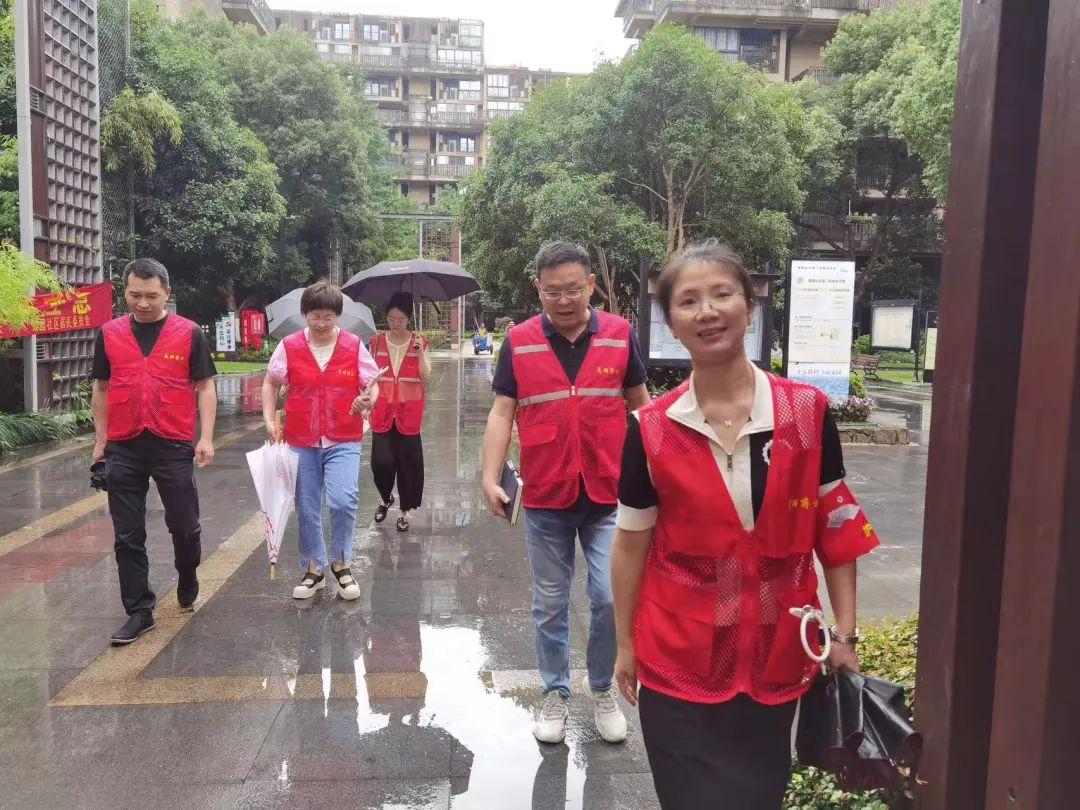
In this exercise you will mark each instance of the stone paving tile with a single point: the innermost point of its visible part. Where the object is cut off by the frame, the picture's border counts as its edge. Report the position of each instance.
(52, 644)
(210, 742)
(334, 741)
(368, 794)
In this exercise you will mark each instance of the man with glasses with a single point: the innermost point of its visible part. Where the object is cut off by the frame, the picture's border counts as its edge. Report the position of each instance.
(565, 376)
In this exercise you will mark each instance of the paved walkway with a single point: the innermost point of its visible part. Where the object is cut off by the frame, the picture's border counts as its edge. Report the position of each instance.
(419, 694)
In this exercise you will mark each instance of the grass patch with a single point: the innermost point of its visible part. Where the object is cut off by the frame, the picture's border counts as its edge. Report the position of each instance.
(226, 366)
(898, 375)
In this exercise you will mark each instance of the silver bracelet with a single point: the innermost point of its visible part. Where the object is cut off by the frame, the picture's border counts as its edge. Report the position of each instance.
(839, 637)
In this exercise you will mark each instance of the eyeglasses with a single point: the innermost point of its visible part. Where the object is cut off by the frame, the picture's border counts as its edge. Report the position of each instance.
(554, 295)
(716, 300)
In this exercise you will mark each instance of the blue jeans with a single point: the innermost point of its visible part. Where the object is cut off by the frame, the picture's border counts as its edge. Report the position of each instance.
(335, 470)
(550, 536)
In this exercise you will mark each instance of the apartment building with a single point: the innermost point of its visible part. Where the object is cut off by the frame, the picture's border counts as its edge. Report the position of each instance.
(431, 86)
(783, 38)
(250, 12)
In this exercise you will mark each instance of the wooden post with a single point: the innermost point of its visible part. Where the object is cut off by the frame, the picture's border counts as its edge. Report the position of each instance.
(1035, 746)
(984, 279)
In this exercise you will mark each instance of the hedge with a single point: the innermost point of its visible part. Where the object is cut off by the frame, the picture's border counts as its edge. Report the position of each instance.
(887, 650)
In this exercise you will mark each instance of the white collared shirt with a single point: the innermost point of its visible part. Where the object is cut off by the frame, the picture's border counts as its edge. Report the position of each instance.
(738, 478)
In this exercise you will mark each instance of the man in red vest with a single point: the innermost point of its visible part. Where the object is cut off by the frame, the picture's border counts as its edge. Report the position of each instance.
(566, 376)
(152, 373)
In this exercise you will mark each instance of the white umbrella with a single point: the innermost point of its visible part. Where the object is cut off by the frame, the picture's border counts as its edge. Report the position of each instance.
(284, 318)
(273, 470)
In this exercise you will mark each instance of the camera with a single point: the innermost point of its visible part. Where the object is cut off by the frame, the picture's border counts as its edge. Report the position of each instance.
(99, 475)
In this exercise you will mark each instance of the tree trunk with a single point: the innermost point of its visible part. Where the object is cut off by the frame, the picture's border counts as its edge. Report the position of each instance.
(608, 281)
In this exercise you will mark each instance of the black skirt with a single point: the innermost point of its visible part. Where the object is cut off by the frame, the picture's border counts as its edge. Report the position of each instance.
(717, 756)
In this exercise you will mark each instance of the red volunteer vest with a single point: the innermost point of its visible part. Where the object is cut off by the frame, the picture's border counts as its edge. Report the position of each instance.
(712, 619)
(569, 432)
(153, 393)
(319, 402)
(402, 395)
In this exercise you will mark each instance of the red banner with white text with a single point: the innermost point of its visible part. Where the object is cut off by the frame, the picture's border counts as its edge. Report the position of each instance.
(82, 308)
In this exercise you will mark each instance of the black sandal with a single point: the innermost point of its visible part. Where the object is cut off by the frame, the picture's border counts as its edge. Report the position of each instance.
(380, 512)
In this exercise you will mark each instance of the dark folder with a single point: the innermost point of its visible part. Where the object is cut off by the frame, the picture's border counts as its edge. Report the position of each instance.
(514, 487)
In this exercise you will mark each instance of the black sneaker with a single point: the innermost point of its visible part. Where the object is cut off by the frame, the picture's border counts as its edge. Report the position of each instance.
(187, 590)
(136, 625)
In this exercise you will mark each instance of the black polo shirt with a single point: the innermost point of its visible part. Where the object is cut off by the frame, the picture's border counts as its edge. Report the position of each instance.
(570, 355)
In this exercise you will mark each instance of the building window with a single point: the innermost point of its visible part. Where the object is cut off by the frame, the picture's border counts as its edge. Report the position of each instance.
(756, 46)
(723, 40)
(460, 57)
(382, 88)
(461, 90)
(498, 85)
(376, 32)
(459, 144)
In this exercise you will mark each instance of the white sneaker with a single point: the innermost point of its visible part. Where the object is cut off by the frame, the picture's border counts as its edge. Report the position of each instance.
(309, 585)
(610, 721)
(348, 588)
(551, 721)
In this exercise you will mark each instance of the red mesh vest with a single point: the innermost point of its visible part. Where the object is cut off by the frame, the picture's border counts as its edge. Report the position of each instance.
(568, 432)
(153, 393)
(402, 395)
(319, 401)
(713, 618)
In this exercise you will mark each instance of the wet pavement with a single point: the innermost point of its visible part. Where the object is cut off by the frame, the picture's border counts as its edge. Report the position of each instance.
(418, 694)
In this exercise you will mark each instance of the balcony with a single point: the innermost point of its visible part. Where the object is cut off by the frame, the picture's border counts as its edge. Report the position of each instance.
(822, 76)
(251, 12)
(376, 63)
(637, 16)
(420, 164)
(796, 10)
(390, 118)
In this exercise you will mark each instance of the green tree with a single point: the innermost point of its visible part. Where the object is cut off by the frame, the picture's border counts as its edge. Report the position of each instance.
(18, 274)
(134, 127)
(899, 78)
(210, 208)
(673, 143)
(319, 131)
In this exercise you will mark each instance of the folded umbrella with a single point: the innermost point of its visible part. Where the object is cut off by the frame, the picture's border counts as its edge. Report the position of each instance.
(284, 316)
(858, 728)
(273, 470)
(423, 279)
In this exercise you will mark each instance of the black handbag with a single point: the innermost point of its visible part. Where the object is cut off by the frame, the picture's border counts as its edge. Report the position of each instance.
(858, 728)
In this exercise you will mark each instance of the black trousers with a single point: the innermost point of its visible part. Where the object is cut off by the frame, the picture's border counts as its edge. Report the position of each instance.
(399, 458)
(717, 756)
(131, 467)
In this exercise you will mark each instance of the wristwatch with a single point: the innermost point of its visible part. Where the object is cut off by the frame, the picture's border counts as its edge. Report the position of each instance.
(839, 637)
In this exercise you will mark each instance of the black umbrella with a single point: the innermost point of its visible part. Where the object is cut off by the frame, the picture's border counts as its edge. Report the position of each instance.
(856, 727)
(426, 280)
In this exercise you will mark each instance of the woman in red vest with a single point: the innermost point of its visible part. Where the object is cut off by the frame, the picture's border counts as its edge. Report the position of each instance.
(328, 372)
(731, 483)
(396, 448)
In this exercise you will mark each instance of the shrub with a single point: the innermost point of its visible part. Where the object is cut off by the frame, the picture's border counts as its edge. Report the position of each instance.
(851, 409)
(18, 430)
(856, 386)
(887, 650)
(258, 355)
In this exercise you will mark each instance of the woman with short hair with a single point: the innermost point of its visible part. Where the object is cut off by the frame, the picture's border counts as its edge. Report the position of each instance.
(731, 483)
(327, 370)
(397, 418)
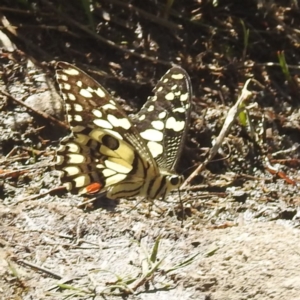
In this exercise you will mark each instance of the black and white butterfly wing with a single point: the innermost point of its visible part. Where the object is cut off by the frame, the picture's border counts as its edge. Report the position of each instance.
(163, 120)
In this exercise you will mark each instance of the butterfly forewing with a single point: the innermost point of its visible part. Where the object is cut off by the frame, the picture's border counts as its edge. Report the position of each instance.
(162, 121)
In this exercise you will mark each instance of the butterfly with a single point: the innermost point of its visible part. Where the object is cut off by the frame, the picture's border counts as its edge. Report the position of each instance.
(112, 153)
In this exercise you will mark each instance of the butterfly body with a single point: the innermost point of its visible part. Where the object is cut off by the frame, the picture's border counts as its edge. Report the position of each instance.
(112, 153)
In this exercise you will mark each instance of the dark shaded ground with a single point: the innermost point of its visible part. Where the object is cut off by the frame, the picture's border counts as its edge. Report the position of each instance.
(239, 238)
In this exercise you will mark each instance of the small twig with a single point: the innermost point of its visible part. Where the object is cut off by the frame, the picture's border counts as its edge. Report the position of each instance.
(38, 268)
(96, 36)
(25, 40)
(230, 119)
(146, 15)
(40, 113)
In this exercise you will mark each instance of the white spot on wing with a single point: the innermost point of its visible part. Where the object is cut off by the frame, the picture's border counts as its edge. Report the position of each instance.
(124, 122)
(71, 71)
(152, 135)
(85, 93)
(97, 113)
(159, 125)
(162, 115)
(156, 149)
(175, 125)
(170, 96)
(71, 96)
(177, 76)
(100, 92)
(142, 117)
(184, 97)
(103, 123)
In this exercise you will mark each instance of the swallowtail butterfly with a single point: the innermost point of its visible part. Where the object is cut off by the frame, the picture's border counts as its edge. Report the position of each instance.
(109, 152)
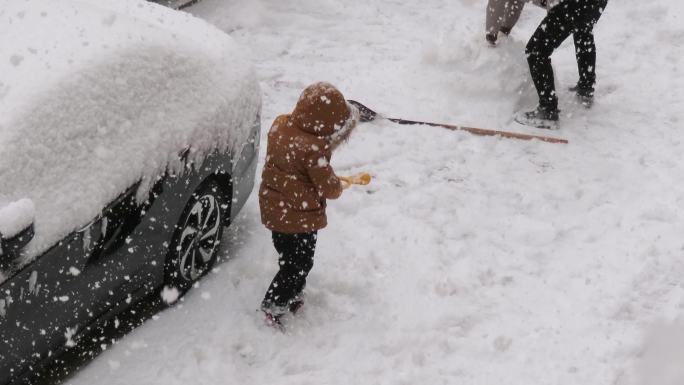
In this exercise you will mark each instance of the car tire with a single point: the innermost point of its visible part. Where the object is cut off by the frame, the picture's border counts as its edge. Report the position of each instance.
(197, 237)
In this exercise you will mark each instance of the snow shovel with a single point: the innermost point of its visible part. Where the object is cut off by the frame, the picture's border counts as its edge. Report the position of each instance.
(368, 115)
(362, 178)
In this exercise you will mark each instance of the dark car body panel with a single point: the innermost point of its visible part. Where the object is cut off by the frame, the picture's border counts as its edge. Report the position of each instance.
(109, 263)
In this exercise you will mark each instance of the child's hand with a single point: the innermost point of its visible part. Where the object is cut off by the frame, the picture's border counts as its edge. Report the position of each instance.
(362, 178)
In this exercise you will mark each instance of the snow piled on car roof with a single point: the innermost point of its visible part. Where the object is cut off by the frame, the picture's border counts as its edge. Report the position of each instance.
(96, 95)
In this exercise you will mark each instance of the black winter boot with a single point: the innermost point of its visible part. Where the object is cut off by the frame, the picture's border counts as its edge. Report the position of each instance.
(584, 96)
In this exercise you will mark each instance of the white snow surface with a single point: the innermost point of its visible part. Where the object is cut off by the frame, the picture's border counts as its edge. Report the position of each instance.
(467, 260)
(97, 95)
(16, 216)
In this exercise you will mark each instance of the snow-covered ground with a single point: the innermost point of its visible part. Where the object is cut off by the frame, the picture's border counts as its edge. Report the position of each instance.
(467, 260)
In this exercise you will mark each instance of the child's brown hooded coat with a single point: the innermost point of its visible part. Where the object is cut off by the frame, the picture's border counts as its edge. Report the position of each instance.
(297, 177)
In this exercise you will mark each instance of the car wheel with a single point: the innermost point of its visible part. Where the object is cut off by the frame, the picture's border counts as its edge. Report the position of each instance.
(197, 237)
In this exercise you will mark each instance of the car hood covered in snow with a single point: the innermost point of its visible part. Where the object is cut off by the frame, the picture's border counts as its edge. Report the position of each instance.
(96, 95)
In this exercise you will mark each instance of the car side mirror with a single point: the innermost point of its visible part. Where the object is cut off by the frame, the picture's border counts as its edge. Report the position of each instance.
(16, 230)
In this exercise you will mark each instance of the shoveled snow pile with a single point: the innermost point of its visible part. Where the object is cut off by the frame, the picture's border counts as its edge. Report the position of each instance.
(97, 95)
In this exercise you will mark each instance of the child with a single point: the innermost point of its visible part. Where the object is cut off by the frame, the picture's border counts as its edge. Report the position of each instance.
(297, 179)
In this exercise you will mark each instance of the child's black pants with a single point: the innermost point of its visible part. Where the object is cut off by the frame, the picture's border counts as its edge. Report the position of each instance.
(296, 252)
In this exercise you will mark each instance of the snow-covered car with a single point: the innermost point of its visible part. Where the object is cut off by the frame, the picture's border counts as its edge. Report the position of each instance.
(128, 141)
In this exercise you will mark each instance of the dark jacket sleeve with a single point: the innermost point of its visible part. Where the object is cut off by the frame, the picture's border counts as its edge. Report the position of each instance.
(322, 175)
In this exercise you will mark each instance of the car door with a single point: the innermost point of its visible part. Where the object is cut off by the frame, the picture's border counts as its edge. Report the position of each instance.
(111, 270)
(35, 305)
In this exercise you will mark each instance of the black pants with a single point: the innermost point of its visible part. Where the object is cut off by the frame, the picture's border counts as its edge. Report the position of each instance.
(576, 17)
(296, 253)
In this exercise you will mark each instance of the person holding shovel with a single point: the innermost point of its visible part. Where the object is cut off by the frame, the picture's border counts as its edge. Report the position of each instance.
(297, 180)
(502, 15)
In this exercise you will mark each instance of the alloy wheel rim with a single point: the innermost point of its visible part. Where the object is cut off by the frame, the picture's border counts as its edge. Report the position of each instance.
(200, 238)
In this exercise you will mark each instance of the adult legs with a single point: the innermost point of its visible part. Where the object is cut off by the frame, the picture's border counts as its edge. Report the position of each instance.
(585, 47)
(553, 30)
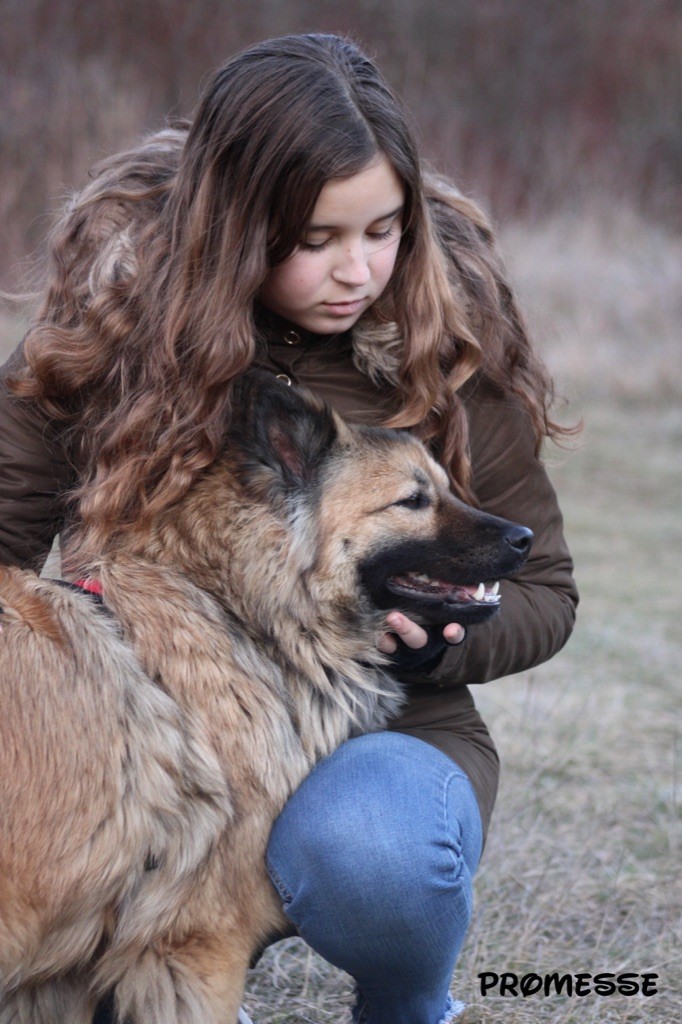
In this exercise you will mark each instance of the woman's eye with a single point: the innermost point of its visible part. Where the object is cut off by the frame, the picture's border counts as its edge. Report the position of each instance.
(314, 246)
(417, 501)
(381, 236)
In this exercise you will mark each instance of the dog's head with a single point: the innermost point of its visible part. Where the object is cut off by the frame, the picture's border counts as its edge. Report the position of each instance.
(373, 509)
········
Reproduce exactly the line that holds "In this exercise you will mark each instance of the dog's", then every line after it, ending with the final line of the records above.

In this exercise you will mark each instance of the dog's head with a single point: the innermost point of its visible part. Where the object is cut off by the frame, the picture's border counts as its edge. Report the position of each instance.
(373, 509)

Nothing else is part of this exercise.